(Stored records)
-*-*-
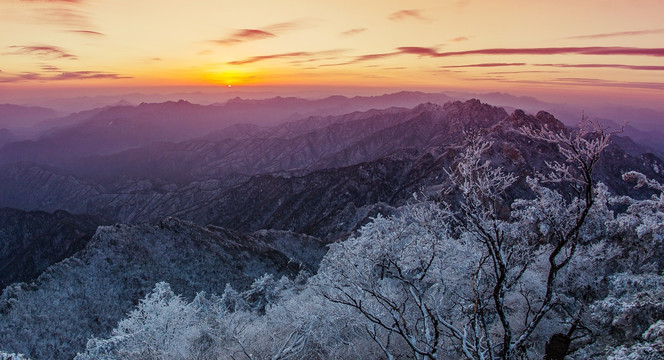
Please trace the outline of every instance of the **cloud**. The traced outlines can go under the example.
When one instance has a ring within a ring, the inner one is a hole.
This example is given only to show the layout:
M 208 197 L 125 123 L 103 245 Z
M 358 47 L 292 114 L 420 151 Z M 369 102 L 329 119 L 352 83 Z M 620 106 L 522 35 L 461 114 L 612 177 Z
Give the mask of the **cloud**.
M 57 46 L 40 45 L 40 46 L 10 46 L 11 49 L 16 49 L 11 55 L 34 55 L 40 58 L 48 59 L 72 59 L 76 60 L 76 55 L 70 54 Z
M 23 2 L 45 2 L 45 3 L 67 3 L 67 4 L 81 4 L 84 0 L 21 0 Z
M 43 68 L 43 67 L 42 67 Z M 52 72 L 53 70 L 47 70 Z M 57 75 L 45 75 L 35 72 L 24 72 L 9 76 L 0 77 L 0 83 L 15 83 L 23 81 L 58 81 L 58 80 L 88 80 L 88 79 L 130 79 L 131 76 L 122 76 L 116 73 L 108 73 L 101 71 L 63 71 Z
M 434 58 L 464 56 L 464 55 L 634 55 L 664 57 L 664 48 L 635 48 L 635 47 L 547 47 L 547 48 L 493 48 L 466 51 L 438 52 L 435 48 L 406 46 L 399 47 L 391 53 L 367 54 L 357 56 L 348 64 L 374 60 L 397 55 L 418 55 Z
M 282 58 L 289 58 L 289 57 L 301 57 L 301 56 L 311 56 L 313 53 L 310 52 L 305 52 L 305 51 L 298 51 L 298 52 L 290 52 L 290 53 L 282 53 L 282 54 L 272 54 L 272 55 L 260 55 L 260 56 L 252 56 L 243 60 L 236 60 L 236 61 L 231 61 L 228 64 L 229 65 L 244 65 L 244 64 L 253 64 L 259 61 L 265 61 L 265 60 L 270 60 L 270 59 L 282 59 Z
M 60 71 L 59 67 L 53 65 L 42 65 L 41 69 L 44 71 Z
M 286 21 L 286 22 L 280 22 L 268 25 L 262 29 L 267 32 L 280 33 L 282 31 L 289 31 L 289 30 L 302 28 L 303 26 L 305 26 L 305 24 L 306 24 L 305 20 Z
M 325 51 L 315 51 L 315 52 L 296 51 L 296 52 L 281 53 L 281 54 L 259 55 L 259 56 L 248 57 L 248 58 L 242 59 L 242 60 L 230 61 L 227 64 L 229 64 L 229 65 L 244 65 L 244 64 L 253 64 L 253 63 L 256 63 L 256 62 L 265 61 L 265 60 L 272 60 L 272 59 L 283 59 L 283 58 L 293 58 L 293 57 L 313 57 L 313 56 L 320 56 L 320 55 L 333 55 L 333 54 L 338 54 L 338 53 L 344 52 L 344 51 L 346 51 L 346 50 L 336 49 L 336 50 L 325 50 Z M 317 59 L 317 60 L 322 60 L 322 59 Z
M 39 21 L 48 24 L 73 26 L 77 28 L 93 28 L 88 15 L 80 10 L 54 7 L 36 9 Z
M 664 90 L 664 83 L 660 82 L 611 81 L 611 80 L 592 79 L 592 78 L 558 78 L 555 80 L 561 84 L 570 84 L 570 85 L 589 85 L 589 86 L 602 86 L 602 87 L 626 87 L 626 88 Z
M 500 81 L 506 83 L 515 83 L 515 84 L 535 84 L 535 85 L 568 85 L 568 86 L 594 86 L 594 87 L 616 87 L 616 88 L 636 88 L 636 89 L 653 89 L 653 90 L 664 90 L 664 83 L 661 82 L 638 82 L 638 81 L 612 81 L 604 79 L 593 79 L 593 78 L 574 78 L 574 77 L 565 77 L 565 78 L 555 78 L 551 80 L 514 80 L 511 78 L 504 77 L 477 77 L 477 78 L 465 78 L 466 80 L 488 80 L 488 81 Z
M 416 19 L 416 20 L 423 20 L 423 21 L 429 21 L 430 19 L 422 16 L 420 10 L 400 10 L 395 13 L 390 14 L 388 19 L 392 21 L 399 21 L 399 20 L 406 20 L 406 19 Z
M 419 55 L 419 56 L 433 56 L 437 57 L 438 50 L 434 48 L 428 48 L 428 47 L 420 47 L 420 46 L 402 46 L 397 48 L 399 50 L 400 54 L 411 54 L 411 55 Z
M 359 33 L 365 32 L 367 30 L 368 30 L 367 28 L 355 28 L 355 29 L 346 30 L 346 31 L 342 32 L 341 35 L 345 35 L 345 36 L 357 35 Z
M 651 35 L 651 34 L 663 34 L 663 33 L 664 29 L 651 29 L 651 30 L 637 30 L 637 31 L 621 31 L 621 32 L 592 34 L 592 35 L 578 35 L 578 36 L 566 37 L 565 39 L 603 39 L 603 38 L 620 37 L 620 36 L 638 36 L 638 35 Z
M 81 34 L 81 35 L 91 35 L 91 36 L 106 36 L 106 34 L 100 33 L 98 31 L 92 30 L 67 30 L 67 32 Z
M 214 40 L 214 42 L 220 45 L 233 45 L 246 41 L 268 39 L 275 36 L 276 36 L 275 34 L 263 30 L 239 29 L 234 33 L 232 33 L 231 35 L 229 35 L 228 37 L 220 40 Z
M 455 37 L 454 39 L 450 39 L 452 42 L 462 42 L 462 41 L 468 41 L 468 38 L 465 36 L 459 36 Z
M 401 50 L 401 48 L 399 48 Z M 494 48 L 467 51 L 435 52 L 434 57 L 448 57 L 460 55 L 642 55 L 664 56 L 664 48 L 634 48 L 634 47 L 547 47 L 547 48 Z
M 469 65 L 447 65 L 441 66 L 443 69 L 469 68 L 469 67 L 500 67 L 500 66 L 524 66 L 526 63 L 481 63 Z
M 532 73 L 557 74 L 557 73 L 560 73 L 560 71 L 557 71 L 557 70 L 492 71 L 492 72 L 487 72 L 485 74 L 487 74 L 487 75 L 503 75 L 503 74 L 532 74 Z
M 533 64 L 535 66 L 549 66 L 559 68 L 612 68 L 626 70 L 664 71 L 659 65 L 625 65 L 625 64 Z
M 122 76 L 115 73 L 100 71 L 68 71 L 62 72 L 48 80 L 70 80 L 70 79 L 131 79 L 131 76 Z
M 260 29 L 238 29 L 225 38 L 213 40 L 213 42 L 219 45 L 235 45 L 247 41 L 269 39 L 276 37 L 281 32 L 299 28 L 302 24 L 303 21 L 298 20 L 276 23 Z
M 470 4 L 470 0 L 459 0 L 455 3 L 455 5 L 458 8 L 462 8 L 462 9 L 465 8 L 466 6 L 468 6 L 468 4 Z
-*-*-
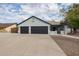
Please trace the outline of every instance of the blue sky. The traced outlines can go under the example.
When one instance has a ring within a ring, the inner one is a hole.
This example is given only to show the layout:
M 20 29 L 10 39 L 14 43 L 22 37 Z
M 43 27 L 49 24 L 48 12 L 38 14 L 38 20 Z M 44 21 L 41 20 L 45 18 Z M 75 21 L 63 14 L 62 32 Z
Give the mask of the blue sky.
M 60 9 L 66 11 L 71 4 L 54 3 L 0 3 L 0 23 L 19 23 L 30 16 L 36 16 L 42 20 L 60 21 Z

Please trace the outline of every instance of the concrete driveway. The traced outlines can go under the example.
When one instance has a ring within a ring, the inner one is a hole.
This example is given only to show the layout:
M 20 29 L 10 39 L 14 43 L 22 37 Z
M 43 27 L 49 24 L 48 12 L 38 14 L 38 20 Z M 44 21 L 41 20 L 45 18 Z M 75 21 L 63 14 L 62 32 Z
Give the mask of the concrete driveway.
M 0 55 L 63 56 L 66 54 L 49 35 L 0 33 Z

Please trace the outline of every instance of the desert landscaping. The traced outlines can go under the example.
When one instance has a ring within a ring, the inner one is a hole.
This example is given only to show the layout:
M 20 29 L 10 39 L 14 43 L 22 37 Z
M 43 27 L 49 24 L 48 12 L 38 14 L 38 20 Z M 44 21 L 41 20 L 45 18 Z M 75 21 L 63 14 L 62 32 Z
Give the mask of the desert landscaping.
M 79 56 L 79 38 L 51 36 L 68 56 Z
-*-*-
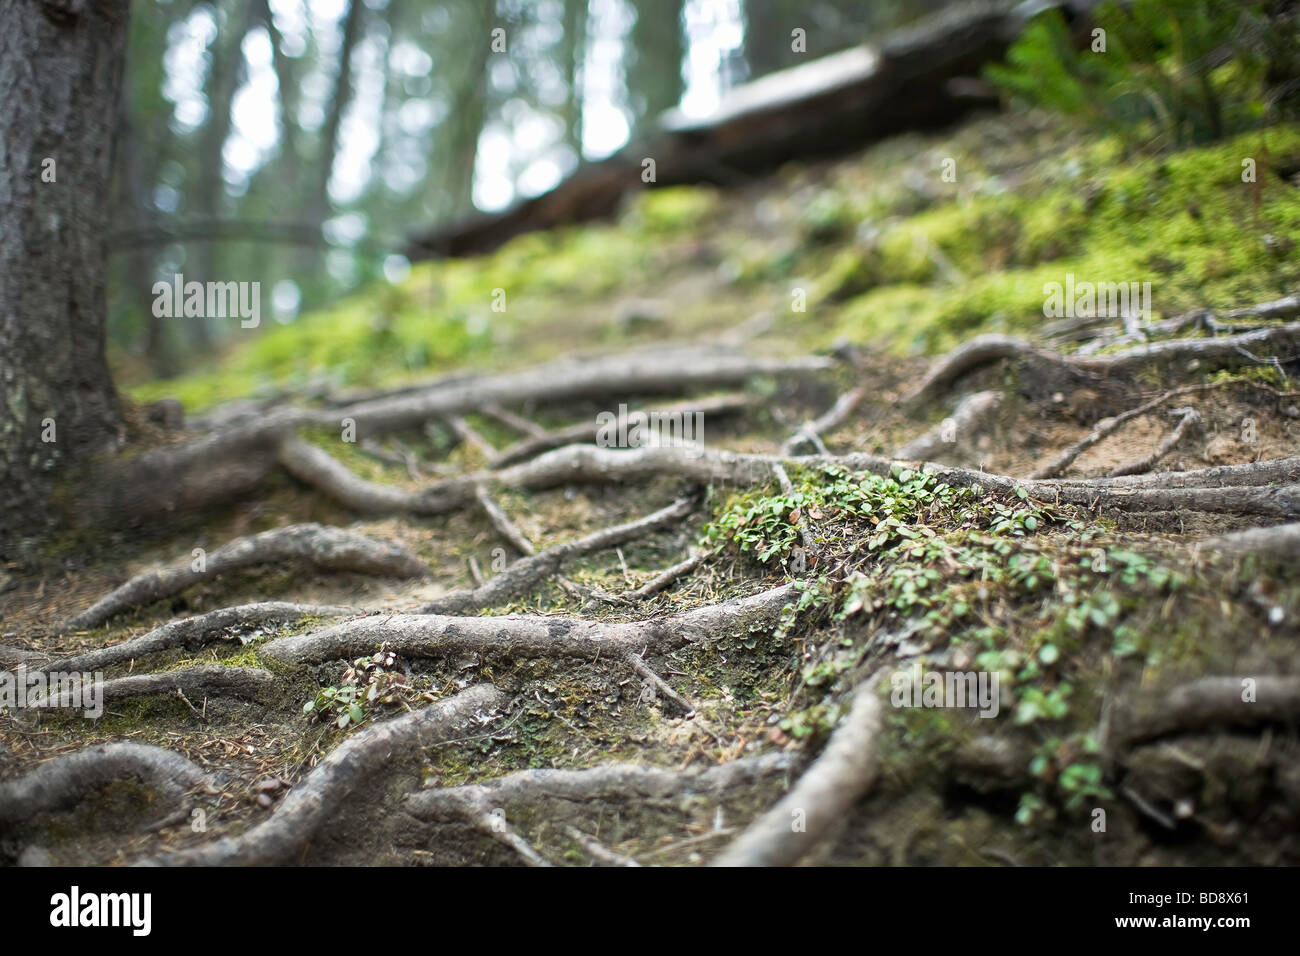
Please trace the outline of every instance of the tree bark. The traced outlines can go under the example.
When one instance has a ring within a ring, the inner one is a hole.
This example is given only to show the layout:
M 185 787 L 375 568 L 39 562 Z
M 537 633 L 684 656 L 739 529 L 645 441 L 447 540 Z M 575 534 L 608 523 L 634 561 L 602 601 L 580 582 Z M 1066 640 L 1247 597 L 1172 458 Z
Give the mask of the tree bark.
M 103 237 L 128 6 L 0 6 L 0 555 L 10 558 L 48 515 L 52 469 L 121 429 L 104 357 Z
-*-*-
Work to complete: Which lines of the data hold the string "outlines"? Return each of them.

Written solution:
Please trace the outline of every instance of the **cloud**. The traced outlines can go under the example.
Please trace the outline of every instance of the blue sky. The traced outlines can go under the example.
Please trace the outline of every instance of the concrete driveway. The traced outlines can go under the example.
Please trace the outline of every instance of the desert landscaping. The traced outlines can go under the example.
Please trace the outline of every instance of the tree bark. The traced outlines can go under the example.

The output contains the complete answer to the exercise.